**What to work on**
A: Answer these questions from the metadata extraction guide:
(i) By what does the taxonomy data classify content?
(ii) What command extracts metadata with the default options?
(iii) How is the system integrated with the Docusaurus build process?
B: Reproduce word for word the part of the metadata extraction guide that opens with the words containing "Available Options" and closes with "manually during builds.".

Skip to main content

Metadata Extraction System

This guide explains how to use the metadata extraction system to generate navigation structures, search indexes, and cross-references from content metadata.

Overview

The metadata extraction system processes frontmatter metadata from all content files and generates:

  1. Search Indexes: Structured data for powering search functionality
  2. Navigation Structures: Automatically generated hierarchical navigation based on content organization
  3. Taxonomy Data: Classification of content by business area, tags, content level, and implementation difficulty
  4. Cross-References: Processed relationship data for related content, prerequisites, and next steps
  5. Content Maps: Comprehensive metadata for all content items

Using the Extraction System

Command Line Usage

The metadata extraction system can be run directly from the command line:

# Extract metadata with default options
node scripts/js/extract-metadata.js

# Extract metadata with custom options
node scripts/js/extract-metadata.js --dir=./custom-docs --output=./custom-output

# Generate only specific outputs
node scripts/js/extract-metadata.js --search-index --relations

Available Options

OptionDescriptionDefault
--dir, -dDirectory to scan for Markdown files./docs
--output, -oOutput directory for generated files./scripts/data
--search-index, -sGenerate search indextrue
--navigation, -nGenerate navigation structuretrue
--taxonomy, -tGenerate taxonomy datatrue
--relations, -rInclude relationship datatrue
--verbose, -vEnable verbose outputfalse

Integration with Docusaurus

The metadata extraction system is automatically integrated with the Docusaurus build process through a custom plugin. You don't need to run it manually during builds.

(Data extracted from a collection)
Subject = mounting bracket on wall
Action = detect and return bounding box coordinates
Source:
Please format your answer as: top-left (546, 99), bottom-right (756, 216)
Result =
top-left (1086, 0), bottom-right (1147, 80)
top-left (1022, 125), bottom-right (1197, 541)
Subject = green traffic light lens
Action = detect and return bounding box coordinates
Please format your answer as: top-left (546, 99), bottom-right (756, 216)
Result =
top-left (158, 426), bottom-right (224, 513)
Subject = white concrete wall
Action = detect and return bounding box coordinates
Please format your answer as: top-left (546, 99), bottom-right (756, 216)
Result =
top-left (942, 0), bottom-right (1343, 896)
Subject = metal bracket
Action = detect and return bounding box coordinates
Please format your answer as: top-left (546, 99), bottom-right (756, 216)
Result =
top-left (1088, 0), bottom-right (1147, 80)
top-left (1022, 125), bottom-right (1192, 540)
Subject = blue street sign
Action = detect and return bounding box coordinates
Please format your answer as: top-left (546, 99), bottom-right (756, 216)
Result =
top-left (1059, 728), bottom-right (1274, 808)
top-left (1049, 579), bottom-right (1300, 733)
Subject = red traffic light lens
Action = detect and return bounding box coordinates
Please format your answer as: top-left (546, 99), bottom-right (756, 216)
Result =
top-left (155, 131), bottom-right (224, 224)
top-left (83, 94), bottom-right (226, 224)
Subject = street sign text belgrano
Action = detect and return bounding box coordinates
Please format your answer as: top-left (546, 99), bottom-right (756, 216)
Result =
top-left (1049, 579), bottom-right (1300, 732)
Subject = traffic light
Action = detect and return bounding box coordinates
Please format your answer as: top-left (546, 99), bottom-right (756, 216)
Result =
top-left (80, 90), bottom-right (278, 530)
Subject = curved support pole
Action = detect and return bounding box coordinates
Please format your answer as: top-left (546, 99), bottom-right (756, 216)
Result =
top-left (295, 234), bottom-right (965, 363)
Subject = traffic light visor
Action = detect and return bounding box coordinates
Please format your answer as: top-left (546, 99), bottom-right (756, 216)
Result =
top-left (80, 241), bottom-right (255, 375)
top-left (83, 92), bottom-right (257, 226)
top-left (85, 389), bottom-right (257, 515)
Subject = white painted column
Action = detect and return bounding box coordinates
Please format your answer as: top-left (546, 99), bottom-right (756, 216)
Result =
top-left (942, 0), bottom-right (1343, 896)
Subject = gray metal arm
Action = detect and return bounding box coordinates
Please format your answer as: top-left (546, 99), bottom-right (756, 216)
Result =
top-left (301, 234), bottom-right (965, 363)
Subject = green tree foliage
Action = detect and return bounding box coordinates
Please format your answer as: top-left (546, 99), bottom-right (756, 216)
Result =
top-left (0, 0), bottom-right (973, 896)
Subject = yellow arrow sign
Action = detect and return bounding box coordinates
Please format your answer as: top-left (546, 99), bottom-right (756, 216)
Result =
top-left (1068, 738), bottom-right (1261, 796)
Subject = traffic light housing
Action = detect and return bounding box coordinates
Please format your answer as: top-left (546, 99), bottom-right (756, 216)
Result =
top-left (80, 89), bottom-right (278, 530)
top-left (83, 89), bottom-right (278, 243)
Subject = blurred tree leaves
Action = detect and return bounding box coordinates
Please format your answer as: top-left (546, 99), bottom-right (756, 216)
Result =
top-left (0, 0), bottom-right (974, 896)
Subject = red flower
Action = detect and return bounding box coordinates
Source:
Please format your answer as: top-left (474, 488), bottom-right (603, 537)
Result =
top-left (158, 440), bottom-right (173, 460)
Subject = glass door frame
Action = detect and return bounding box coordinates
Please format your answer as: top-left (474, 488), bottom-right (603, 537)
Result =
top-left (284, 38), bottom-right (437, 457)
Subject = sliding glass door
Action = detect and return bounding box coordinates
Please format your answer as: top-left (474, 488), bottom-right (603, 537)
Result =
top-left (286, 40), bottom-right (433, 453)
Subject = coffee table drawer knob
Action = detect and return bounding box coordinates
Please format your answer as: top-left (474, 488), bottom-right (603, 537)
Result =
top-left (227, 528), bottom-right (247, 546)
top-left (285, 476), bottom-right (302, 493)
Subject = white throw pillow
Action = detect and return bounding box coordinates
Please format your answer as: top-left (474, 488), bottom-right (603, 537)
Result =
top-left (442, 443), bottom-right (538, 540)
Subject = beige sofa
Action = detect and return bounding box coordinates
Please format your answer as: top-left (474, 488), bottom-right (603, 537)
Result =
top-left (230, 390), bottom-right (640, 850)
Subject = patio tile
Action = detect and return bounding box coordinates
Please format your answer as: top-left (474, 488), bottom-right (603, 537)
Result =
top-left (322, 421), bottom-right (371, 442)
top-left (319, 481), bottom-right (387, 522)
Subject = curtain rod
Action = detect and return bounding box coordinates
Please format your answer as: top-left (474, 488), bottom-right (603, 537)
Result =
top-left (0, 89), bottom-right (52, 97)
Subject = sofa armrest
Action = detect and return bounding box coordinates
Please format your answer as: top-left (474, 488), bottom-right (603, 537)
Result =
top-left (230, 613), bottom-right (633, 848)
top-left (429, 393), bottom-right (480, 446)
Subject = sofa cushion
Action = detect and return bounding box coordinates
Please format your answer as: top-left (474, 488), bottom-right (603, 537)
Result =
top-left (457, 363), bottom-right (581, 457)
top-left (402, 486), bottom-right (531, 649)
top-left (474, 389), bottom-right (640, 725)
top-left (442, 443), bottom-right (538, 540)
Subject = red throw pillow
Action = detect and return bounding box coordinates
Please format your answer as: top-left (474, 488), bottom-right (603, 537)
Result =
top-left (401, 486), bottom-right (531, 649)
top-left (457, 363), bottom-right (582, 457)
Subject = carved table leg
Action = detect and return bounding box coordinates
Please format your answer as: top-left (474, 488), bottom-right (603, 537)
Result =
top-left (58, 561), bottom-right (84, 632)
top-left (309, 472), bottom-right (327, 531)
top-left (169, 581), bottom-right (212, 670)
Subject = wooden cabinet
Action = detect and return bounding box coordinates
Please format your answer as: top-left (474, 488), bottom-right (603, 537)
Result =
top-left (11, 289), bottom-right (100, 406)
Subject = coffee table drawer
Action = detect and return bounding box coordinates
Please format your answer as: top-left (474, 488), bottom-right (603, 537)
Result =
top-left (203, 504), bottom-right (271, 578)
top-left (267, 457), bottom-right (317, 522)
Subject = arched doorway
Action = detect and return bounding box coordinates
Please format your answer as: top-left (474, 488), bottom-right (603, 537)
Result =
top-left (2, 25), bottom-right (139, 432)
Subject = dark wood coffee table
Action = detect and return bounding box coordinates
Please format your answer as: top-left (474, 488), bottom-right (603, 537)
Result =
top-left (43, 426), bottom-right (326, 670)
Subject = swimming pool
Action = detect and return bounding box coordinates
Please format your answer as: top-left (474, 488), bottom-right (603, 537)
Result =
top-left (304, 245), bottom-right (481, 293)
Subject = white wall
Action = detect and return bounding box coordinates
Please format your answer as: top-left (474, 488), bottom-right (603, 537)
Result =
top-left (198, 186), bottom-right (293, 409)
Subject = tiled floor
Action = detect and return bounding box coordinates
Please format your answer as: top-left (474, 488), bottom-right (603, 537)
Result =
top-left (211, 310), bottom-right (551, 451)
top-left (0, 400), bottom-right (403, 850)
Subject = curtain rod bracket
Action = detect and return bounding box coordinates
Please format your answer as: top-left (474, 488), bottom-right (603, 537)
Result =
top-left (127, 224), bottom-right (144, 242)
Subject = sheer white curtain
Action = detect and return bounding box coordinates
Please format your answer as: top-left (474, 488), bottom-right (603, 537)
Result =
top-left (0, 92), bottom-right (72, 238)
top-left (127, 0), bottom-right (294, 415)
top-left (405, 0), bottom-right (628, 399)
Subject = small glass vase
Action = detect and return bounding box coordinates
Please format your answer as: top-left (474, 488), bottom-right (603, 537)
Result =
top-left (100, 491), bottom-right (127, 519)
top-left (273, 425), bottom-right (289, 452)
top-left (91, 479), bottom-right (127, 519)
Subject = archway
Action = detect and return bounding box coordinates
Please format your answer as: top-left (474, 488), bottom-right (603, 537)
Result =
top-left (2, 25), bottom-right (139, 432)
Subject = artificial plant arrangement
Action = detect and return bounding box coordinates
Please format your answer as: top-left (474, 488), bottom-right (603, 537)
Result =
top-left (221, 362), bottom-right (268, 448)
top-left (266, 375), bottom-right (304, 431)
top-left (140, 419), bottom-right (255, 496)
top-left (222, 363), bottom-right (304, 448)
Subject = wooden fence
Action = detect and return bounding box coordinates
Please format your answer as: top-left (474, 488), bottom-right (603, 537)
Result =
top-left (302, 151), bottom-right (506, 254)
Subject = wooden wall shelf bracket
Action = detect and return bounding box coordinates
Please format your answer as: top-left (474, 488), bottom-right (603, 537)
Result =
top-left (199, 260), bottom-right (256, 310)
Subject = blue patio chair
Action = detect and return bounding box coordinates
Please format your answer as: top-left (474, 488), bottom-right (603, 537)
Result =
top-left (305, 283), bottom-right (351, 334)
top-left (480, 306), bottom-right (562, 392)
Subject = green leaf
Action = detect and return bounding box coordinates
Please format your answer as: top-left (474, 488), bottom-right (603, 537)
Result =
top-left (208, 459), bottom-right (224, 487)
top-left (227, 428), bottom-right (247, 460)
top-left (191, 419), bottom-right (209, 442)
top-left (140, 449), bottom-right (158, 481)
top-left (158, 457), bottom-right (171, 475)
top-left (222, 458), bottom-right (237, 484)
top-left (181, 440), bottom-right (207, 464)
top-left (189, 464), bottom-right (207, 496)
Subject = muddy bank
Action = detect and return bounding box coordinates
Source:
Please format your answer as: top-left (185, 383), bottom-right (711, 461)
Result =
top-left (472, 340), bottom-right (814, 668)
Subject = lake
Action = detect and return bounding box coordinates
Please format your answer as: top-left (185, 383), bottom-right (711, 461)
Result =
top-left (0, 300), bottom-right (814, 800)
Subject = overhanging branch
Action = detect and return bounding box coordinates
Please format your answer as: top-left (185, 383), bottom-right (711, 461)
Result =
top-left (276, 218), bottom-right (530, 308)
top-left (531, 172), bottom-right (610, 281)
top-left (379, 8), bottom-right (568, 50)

**Results in order**
A:
(i) By business area, tags, content level, and implementation difficulty.
(ii) node scripts/js/extract-metadata.js
(iii) Through a custom plugin.

B:
Available Options

OptionDescriptionDefault
--dir, -dDirectory to scan for Markdown files./docs
--output, -oOutput directory for generated files./scripts/data
--search-index, -sGenerate search indextrue
--navigation, -nGenerate navigation structuretrue
--taxonomy, -tGenerate taxonomy datatrue
--relations, -rInclude relationship datatrue
--verbose, -vEnable verbose outputfalse

Integration with Docusaurus

The metadata extraction system is automatically integrated with the Docusaurus build process through a custom plugin. You don't need to run it manually during builds.